**INFORMATION GIVEN**:

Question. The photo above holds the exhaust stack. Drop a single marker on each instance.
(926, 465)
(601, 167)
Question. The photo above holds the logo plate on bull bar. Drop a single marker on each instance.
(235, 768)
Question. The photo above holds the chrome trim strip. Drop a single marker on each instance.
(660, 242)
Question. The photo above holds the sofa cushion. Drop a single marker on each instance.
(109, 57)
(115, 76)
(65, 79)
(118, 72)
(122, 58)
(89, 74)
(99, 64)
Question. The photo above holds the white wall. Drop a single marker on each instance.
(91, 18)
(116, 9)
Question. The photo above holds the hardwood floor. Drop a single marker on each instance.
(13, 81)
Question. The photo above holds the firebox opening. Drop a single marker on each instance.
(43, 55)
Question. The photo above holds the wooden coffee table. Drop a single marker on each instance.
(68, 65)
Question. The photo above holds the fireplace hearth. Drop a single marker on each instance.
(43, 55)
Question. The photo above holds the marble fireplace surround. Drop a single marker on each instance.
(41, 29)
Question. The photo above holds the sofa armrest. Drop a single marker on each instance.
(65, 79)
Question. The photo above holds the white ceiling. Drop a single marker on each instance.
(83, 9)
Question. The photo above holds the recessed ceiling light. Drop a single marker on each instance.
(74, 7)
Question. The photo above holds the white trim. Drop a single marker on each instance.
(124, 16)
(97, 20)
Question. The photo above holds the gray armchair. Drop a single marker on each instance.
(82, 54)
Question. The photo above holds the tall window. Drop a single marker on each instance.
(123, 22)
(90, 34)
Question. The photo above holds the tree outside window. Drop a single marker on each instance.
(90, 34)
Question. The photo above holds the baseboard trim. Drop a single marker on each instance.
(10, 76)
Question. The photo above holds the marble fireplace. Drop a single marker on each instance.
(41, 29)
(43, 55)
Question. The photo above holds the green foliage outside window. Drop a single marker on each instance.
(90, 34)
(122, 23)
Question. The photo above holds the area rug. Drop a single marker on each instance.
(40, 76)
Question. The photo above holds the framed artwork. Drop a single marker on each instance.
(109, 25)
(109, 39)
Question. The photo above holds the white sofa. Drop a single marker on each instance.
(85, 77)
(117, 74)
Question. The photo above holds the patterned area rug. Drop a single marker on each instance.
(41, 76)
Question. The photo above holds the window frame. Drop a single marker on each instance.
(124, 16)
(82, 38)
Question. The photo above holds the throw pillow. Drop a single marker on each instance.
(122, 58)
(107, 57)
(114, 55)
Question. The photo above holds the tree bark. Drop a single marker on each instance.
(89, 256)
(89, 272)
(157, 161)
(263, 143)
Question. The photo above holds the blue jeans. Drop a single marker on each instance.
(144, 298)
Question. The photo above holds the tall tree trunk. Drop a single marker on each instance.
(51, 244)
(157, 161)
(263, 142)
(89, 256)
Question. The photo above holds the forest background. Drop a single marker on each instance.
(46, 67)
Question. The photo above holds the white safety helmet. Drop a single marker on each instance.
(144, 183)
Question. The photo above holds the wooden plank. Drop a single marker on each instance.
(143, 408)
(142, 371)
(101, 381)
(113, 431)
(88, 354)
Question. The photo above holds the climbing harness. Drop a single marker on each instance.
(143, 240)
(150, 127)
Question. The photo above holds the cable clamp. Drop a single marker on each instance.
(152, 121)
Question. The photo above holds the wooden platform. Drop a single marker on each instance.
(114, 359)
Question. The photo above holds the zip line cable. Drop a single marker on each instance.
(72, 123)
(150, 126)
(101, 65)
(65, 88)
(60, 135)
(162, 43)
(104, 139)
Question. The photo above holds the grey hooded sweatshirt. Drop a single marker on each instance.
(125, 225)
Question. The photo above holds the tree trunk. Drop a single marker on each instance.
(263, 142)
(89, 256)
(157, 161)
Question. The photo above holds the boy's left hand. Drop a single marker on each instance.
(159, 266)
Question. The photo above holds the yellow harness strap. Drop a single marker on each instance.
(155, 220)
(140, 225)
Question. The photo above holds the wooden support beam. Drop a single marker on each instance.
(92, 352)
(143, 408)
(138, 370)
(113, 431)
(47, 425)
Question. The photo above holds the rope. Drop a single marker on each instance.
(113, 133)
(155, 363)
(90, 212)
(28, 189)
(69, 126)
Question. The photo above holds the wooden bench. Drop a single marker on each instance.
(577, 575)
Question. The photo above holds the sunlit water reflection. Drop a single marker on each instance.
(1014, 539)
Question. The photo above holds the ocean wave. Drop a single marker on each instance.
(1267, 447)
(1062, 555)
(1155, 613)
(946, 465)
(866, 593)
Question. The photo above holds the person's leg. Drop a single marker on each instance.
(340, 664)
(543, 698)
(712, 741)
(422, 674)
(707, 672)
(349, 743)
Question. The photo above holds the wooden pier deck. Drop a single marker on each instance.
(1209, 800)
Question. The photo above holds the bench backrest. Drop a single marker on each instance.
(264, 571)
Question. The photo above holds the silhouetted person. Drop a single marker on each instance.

**REQUIREMENT**: Transcribe all the material, making sure each line matches the original.

**OUTPUT OF THE EXERCISE**:
Question. The photo above holds the exhaust stack. Drop a single marker on each instance.
(926, 465)
(601, 167)
Question. The photo above holds the logo plate on bull bar. Drop a single marker on each instance.
(235, 768)
Question. The photo above holds the chrome trim strip. Drop a single marker on each instance.
(660, 242)
Question. The photo above holds the sofa cushion. Drop a single marker on each instance.
(109, 57)
(115, 76)
(65, 79)
(118, 72)
(122, 58)
(89, 74)
(99, 64)
Question. The photo above holds the white wall. Drop a single marker on each instance.
(91, 18)
(116, 9)
Question. The photo above holds the hardwood floor. Drop a single marker on each instance.
(13, 81)
Question. The photo above holds the firebox opening. Drop a single marker on each instance.
(43, 55)
Question. The photo above holds the wooden coffee table. Drop a single marker on each instance.
(68, 65)
Question. The photo above holds the fireplace hearth. Drop a single marker on each instance.
(43, 55)
Question. The photo above holds the marble fireplace surround. Drop a single marker on each instance.
(41, 29)
Question. The photo above holds the sofa armrest. Drop a single marker on each instance.
(65, 79)
Question. The photo above holds the white ceiling. Drop a single marker on each instance.
(83, 9)
Question. The photo above holds the recessed ceiling light. Drop a single marker on each instance.
(74, 7)
Question. The photo above holds the white trim. Drop a single marker on each instance.
(124, 16)
(97, 20)
Question. The photo above holds the gray armchair. Drop a single marker on each instance.
(82, 54)
Question. The photo above holds the tall window. Drop a single marker on each instance.
(123, 22)
(90, 34)
Question. The photo above holds the tree outside window. Drop a single marker on each instance.
(90, 34)
Question. The photo above holds the baseboard trim. Drop a single marker on each instance.
(10, 76)
Question. The photo above holds the marble fireplace. Drop a single marker on each instance.
(41, 29)
(43, 55)
Question. The photo above holds the green foliage outside window. Drop a single marker on each instance.
(90, 34)
(122, 23)
Question. The photo above holds the area rug. Drop a single marker on each instance.
(40, 76)
Question. The photo above holds the framed artwork. Drop a single marker on each instance.
(109, 25)
(109, 39)
Question. The photo above holds the white sofa. Drop a single marker on each instance.
(85, 77)
(117, 74)
Question. The photo above holds the patterned area rug. Drop a single marker on each instance.
(41, 76)
Question. The photo above holds the window frame. Drop a single marker on each instance.
(124, 16)
(82, 38)
Question. The photo above holds the throw pillow. Drop a single marker on each instance.
(122, 58)
(107, 57)
(114, 55)
Question. The photo above holds the tree bark. Drop a single marker on each instance.
(89, 256)
(89, 272)
(157, 161)
(263, 143)
Question. The photo above holds the blue jeans. Drop a single marker on each instance.
(144, 298)
Question. The photo above holds the tall tree trunk. Drop a single marker on each instance.
(51, 244)
(157, 161)
(263, 142)
(89, 256)
Question. The photo above holds the forest background. Drop a single marker on each instance.
(46, 67)
Question. The photo above holds the white safety helmet. Drop a single marker on each instance.
(144, 183)
Question. The photo above holds the wooden plank. Drop a single marker on each instance.
(143, 408)
(142, 371)
(101, 381)
(113, 431)
(88, 354)
Question. The photo above holds the climbing harness. Drop a single marker on each instance.
(143, 240)
(150, 127)
Question. The photo above holds the cable clamp. Drop a single marker on each instance.
(152, 121)
Question. The photo above holds the wooden platform. Drop a single marker on each instance.
(114, 359)
Question. The photo above holds the zip line cable. Drop a single marker on each instance.
(72, 123)
(150, 126)
(101, 65)
(65, 88)
(60, 135)
(162, 43)
(104, 139)
Question. The photo above holds the grey hooded sweatshirt. Drop a single marker on each instance.
(125, 225)
Question. The photo above holds the tree trunk. Drop a single marker on each instance.
(263, 142)
(89, 256)
(157, 161)
Question. The photo above holds the boy's left hand. Drop a single marker on each instance.
(159, 266)
Question. The photo above holds the yellow harness strap. Drop a single marker on each instance.
(155, 220)
(140, 225)
Question. The photo above holds the wooden support beam. Drop a single marker on each instance.
(92, 352)
(143, 408)
(138, 370)
(113, 431)
(47, 425)
Question. The photo above holds the rope. Drop a single marker on each instance.
(113, 133)
(155, 363)
(90, 212)
(28, 189)
(69, 126)
Question. The photo above holds the wooden bench. Drop a single marker on each instance.
(577, 575)
Question. The photo above holds the sunlit water reflection. Drop a single marker on each instance.
(1014, 539)
Question. The photo above holds the ocean wave. Drop a single marker on each instance.
(1267, 447)
(1062, 555)
(1155, 613)
(946, 465)
(866, 593)
Question. The photo above holds the person's leg. Drop a single marker on each instance.
(340, 664)
(543, 698)
(712, 741)
(422, 674)
(707, 672)
(349, 743)
Question. The photo above holds the wooden pier deck. Drop a single marker on each instance.
(1209, 800)
Question. The photo above holds the bench backrest. Drop a single marker on each instance.
(264, 571)
Question. The photo above holds the silhouetted person. Drop a single marker on each instance.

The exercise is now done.